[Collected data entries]

==*==

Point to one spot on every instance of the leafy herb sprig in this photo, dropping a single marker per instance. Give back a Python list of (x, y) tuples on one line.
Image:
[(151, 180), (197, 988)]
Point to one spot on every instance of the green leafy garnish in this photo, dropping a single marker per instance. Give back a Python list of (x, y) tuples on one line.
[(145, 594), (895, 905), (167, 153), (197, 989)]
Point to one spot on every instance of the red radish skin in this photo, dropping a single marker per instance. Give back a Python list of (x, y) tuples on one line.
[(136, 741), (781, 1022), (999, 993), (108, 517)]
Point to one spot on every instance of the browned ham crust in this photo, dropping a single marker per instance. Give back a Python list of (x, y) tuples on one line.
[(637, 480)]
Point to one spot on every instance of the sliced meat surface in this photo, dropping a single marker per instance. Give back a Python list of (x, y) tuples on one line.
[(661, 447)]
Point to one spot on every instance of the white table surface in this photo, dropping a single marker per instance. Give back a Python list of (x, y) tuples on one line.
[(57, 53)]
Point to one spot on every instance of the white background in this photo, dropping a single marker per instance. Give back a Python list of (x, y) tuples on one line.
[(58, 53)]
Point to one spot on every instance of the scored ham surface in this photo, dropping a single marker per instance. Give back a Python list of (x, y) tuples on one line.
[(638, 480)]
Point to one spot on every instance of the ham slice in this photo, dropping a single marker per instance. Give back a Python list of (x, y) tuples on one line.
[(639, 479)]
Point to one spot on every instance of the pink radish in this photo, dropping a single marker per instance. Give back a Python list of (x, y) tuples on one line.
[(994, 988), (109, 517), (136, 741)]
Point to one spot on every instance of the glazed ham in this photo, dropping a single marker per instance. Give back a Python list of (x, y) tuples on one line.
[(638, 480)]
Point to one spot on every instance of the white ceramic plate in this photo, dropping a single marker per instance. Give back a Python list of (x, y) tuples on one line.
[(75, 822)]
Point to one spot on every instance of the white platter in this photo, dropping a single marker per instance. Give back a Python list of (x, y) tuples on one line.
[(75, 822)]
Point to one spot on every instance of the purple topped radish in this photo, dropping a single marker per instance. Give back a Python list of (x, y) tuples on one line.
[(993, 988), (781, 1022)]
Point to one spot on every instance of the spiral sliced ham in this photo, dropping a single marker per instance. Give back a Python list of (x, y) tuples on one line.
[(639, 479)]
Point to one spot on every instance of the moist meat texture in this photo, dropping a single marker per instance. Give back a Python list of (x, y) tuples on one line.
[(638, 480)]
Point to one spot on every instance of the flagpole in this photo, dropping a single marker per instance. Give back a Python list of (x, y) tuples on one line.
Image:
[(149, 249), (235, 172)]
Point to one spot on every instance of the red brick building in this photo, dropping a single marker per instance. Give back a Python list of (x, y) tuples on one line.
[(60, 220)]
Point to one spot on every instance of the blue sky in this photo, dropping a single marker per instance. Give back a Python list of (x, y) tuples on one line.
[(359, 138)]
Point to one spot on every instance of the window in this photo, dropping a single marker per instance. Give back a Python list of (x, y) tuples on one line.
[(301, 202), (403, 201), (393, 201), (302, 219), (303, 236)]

==*==

_Task requirements_
Would you please repeat all the entries exactly as written?

_Exercise output_
Point to one spot on every instance of the leafy herb sprig in this photo, dropping a single marker per instance. Give back a Python list of (x, y) tuples on one line.
Image:
[(151, 180), (197, 988)]
Point to one spot on every instance of the green leafy garnish in this photo, dropping a single marker per instance. Give back a Python list of (x, y) tuples on one line.
[(145, 594), (895, 905), (167, 153), (197, 989)]
Point to one spot on every instance of the red radish skin in this photo, dropping a single marker per instance. Give back a Python list of (x, y) tuples on one line.
[(136, 741), (781, 1022), (999, 993), (108, 517)]
Point to one spot on every instance of the browned ham crust in this photo, dropping a single marker per instance. Give back a Python list of (x, y) tuples on one line.
[(637, 480)]
Point to one spot on every instance of the sliced meat surface in this photo, dropping a single marker per instance. Give back a Python list of (x, y) tuples on one line.
[(661, 447)]
Point to one spot on every instance of the white table surface in this photo, dropping a single marker per instance. Give back a Python list of (x, y) tuples on one line.
[(57, 53)]
Point to one spot on every instance of the white background in this photo, dropping a single marker per instance. Give back a Python list of (x, y) tuples on one line.
[(58, 53)]
Point to one spot on every instance of the scored ham surface in this photo, dropping a single marker per instance. Give back a Python list of (x, y) tuples on one line.
[(638, 480)]
Point to one spot on every instance of the ham slice in this photo, dropping a single marker per instance. Give back a Python list of (x, y) tuples on one line.
[(639, 479)]
Point to one spot on every instance of the pink radish in this photo, dropping a single marker per instance. Give back a Python list of (x, y) tuples on one line.
[(994, 988), (109, 517), (136, 741)]
Point to one spot on every instance of the glazed ham in this photo, dropping a single marker per instance. Give back a Python list of (x, y) tuples on one line.
[(638, 480)]
Point to one spot on every instance of the white ceramic plate in this photo, dropping a single marker per instance. Give back a Python list of (x, y) tuples on one line.
[(75, 822)]
Point to one spot on every instance of the white platter in this photo, dropping a single marker per instance. Give back a Python list of (x, y) tuples on one line.
[(75, 822)]
Point to one spot on every instance of the purple topped radish in this photo, dropping a single marker per instance. Give back a Python list of (x, y) tuples on one line.
[(993, 988), (781, 1022)]
Point to one spot on every instance of the spiral sliced ham in this photo, dropping a single marker per instance. Give back a Python list of (x, y) tuples on one line.
[(639, 479)]
Point to one spot on every instance of the moist meat texture in this photo, dropping a single marker per instance. Give back a Python list of (x, y) tuples on one line.
[(638, 480)]
Point to one spot on every instance of the flagpole in this photo, dropping a single marker per instance. Give back a Python list of (x, y) tuples on one line.
Image:
[(149, 249), (235, 172)]
Point to one spot on every instance of the red brick building in this photo, dropping a single marker per instance. Give back a Python list of (x, y) tuples on one line.
[(60, 220)]
Point to one spot on every instance of the blue sky in this photo, dropping a single marker per instance. Give back a Python list of (x, y) tuples on one line.
[(359, 138)]
Point to one spot on every instance of the window in this photo, dropping a single marker per instance. Give back a Python list of (x, y) tuples on one line.
[(301, 202), (403, 201), (393, 201), (302, 219), (303, 236)]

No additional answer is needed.